L’INRA au secours du foie gras (Éditions Sentience, 2006) contient un examen critique détaillé de l’ensemble des arguments mis en avant par les chercheurs de l’INRA pour contester la nocivité du gavage. Cet examen occupe de nombreux chapitres. Le texte reproduit ci-après n’en constitue qu’un « échantillon ». Il correspond au chapitre 8 de l’ouvrage (pages 67 à 70). Un schéma a été omis.
Dessin de Bhopal.
[Daniel Guémené (INRA) rappelle] que « nos lointains ancêtres ont mis à profit une capacité naturelle des palmipèdes à se suralimenter et à accumuler des réserves ».
Catherine Vincent, « Le gavage des palmipèdes, torture ou récompense ? », Le Monde, 17 mai 2002, page 30, souligné par nous
L'idée que la production de foie gras ne fait que reproduire une « capacité naturelle des palmipèdes à se suralimenter et à accumuler des réserves » de graisse avant la migration est fréquemment mise en avant par les défenseurs du foie gras :
Les bords du Nil étant un point de passage de la migration des oies et canards, les Égyptiens observèrent leur faculté naturelle à constituer des réserves de graisse avant d'affronter le voyage du retour. Ils reproduisirent cette tendance naturelle des palmipèdes et mirent ainsi au point des pratiques d'alimentation progressive [1].

******************************

▸ **Exercices à traiter**
1/ D'après le texte sur le foie gras, à quel chapitre de l'ouvrage correspond l'extrait reproduit ?
2/ Rédigez la suite du texte sur le foie gras en reprenant après sa dernière phrase.
Les entrées ne servent pas pour ce travail.

▸ **Entrées fournies**

******************************

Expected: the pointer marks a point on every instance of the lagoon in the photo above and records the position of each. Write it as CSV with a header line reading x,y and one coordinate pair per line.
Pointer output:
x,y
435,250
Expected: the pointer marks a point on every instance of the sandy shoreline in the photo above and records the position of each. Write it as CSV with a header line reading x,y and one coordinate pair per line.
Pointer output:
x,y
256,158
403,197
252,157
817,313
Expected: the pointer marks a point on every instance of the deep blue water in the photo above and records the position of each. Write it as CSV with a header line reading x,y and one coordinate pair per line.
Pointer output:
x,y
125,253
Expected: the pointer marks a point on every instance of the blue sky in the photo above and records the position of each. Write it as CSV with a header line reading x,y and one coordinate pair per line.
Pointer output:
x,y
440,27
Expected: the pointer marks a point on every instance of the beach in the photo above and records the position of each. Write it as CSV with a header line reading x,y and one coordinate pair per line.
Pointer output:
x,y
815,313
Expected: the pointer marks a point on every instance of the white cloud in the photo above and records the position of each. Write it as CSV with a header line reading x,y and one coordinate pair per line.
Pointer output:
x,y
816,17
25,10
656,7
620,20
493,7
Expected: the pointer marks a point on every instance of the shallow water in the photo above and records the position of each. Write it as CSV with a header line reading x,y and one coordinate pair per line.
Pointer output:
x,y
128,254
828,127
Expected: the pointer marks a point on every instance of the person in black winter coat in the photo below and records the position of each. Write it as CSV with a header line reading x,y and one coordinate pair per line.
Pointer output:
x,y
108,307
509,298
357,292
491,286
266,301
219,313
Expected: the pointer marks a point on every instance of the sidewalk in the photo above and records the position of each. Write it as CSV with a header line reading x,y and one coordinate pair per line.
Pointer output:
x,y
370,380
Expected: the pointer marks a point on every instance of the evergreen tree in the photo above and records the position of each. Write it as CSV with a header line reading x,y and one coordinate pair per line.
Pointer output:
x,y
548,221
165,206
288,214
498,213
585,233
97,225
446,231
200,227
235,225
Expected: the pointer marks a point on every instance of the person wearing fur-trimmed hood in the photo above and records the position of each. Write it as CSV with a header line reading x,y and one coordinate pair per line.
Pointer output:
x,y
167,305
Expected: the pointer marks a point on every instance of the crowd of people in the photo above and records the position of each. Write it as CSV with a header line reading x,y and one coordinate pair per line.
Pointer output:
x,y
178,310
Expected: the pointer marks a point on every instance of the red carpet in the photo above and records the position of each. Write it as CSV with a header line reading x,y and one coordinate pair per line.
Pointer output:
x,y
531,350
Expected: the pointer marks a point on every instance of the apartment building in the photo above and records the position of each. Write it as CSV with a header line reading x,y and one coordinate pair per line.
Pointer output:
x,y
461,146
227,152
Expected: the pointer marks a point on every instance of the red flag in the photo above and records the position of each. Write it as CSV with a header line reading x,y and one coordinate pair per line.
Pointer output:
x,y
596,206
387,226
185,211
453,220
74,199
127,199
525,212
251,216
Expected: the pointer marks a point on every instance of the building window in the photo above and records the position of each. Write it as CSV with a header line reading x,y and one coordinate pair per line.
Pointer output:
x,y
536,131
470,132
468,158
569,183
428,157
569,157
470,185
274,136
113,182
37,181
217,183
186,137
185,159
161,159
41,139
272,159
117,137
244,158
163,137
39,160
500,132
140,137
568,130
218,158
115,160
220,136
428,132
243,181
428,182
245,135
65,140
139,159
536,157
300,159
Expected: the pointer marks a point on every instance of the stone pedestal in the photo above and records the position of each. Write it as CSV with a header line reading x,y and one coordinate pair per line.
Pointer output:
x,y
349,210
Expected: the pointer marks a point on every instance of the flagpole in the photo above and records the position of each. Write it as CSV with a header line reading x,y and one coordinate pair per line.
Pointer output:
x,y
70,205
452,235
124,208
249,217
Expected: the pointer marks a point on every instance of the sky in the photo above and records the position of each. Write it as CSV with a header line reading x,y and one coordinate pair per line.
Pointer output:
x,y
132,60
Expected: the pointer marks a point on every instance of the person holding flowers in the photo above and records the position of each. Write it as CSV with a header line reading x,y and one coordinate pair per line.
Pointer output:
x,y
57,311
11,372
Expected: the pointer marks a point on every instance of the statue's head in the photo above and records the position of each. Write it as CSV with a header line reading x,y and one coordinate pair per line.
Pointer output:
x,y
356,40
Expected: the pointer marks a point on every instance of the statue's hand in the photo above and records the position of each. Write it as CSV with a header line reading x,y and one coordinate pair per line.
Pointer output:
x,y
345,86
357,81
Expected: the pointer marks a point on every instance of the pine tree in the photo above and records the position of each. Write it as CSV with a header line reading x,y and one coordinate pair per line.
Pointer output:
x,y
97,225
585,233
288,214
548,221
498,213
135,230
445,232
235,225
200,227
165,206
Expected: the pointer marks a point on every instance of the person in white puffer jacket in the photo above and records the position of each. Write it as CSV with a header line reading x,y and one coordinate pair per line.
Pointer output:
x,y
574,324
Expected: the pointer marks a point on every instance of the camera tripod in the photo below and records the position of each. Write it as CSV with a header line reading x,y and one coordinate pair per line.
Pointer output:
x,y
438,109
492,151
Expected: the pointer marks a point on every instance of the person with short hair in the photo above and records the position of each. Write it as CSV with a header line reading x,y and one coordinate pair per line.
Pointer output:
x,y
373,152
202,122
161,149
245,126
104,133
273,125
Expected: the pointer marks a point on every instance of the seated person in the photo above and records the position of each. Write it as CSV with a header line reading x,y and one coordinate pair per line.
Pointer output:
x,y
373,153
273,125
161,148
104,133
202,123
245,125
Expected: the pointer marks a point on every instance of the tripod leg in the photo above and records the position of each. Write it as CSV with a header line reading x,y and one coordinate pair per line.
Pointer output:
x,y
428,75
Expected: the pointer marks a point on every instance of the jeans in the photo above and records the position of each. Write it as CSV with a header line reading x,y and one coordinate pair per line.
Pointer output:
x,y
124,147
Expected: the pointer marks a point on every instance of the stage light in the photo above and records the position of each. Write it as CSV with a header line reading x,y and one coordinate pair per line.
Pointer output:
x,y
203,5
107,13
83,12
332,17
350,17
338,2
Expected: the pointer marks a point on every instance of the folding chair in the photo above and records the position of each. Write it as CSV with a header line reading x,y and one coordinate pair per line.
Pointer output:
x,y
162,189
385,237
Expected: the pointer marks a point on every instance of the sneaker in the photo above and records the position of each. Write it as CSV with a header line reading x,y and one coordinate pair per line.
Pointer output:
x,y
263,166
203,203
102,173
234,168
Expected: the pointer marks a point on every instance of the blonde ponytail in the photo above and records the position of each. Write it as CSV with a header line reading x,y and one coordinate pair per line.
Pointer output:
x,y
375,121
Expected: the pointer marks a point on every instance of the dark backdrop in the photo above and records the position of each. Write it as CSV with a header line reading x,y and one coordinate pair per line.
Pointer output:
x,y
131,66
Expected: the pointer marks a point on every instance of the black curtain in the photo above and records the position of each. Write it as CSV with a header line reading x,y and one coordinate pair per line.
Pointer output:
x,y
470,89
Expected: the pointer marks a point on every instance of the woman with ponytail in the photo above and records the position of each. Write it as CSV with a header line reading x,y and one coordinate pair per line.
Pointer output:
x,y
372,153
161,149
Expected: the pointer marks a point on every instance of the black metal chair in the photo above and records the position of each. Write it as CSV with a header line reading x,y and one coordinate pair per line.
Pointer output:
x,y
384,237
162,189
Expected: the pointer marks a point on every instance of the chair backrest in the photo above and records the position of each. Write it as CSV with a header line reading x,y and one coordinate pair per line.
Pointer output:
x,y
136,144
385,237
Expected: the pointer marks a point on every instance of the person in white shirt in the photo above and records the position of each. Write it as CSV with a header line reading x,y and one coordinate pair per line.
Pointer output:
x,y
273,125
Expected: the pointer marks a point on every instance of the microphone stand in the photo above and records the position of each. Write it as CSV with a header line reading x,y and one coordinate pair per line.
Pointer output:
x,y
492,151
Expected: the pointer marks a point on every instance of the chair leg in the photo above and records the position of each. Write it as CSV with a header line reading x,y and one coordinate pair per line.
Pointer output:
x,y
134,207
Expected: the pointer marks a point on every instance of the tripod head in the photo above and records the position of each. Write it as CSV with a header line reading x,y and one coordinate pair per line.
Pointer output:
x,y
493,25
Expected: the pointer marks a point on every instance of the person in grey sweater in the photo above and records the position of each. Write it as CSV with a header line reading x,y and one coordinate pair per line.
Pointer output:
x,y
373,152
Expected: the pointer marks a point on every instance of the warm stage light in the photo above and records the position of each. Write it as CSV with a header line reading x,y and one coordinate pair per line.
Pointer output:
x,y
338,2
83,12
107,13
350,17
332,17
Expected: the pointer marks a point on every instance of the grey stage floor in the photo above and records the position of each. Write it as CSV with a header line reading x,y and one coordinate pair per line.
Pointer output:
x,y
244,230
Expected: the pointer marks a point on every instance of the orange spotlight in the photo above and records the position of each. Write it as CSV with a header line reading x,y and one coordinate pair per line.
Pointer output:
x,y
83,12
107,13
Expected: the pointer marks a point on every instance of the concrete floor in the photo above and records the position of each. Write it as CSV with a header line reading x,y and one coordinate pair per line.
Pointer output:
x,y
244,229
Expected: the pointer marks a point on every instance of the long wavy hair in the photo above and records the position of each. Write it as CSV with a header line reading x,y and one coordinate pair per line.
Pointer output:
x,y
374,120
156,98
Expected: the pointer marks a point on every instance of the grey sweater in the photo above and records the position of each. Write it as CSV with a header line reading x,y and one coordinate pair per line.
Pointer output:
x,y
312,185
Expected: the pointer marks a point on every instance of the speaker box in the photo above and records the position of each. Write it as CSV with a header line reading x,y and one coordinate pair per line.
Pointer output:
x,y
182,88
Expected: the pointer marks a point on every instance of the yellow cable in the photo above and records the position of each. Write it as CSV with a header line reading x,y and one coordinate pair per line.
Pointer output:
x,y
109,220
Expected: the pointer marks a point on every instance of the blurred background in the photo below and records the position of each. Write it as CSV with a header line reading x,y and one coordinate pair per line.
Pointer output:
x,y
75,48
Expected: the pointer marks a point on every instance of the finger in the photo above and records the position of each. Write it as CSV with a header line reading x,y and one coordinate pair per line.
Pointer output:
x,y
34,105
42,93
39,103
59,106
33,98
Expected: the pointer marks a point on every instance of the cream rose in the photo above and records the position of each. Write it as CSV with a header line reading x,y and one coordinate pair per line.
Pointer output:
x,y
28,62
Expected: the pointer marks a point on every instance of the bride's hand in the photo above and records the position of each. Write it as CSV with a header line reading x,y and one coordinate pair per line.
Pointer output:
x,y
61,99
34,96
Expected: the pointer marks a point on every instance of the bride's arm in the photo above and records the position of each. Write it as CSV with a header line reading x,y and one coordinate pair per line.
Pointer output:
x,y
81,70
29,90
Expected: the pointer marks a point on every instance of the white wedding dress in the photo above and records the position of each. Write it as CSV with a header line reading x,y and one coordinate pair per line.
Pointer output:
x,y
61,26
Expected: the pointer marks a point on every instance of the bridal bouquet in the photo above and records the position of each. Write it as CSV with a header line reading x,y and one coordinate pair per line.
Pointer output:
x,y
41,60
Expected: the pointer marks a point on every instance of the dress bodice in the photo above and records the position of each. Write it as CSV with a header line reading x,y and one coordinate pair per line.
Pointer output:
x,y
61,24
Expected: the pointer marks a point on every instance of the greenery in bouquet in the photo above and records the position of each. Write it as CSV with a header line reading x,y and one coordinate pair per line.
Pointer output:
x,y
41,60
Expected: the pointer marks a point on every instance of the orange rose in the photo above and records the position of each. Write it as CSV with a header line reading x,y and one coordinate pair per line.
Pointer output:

******************************

▸ **Réponses numérotées**
1/ Au chapitre 8 de l'ouvrage, pages 67 à 70.

2/
Page « 4500 ans d'histoire » du site du CIFOG [2], souligné dans le texte original
Regardons dans quelle mesure les écrits des chercheurs de l'INRA, ainsi que les études qu'ils référencent, accréditent cette image rassurante.
Tout d'abord, comme le rappelle Gérard Guy lui-même :
Gérard Guy : [...] les oies et les canards d'élevage, aujourd'hui, ont perdu leur instinct migratoire.
Sabine Bernède, « Gaver n'est pas torturer », La Dépêche du Midi, 5 octobre 2003
De plus, les canards de Barbarie – dont le mâle est croisé avec une cane commune pour engendrer les canards mulards qui seront gavés – n'ont même jamais été migrateurs.
Trois des chercheurs de l'INRA spécialisés sur le thème du foie gras affirment que :
Le foie est le site majeur de synthèse et de stockage des lipides chez les oiseaux.
D. Guémené, G. Guy, J-M. Faure, « Foie-Gras, Gavage et Bien-être animal : vers un peu d'objectivité [3] ! », Actes des 6e Journées de la Recherche sur les Palmipèdes à Foie Gras, Arcachon, 7 et 8 octobre 2004, pages 81-87
Pourtant, lorsque l'on consulte l'article d'un autre chercheur de l'INRA qu'ils citent en référence quelques lignes plus haut, on lit :
Chez les oiseaux, le foie est beaucoup plus actif. C'est le lieu de synthèse privilégié des lipides de réserves (graisses neutres : triglycérides). Normalement, ces lipides ne demeurent pas dans le foie. Ils sont secrétés dans le sang sous forme de lipoprotéines VLDL : ces VLDL transportent les acides gras destinés au tissu adipeux.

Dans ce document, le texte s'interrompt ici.